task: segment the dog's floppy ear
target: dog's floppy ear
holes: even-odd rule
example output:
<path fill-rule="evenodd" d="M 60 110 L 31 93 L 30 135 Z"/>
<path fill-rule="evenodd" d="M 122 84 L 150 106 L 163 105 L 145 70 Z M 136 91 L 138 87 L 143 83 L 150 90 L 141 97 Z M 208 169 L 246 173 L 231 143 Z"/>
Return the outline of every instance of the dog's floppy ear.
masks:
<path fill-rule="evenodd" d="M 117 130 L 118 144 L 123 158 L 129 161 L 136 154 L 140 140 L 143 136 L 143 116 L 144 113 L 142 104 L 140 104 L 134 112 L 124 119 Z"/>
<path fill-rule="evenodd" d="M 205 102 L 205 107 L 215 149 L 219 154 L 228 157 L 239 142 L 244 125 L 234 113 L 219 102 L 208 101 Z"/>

Aim of the task: Please swap "floppy" for "pointed" throughout the records above, keeping every other part the same.

Output for this task:
task: segment the dog's pointed ear
target: dog's pointed ear
holes: even-odd rule
example output:
<path fill-rule="evenodd" d="M 60 110 L 31 93 L 30 135 Z"/>
<path fill-rule="evenodd" d="M 122 84 L 150 106 L 163 105 L 145 70 Z M 136 91 L 138 87 L 143 83 L 150 90 L 141 97 Z M 208 169 L 246 173 L 231 143 Z"/>
Return the outline of every instance of the dog's pointed ear.
masks:
<path fill-rule="evenodd" d="M 117 130 L 118 144 L 123 158 L 129 161 L 136 154 L 140 140 L 143 136 L 143 116 L 144 113 L 142 104 L 140 104 L 134 112 L 124 119 Z"/>
<path fill-rule="evenodd" d="M 205 102 L 205 107 L 215 149 L 219 154 L 228 157 L 239 142 L 244 125 L 234 113 L 219 102 L 208 101 Z"/>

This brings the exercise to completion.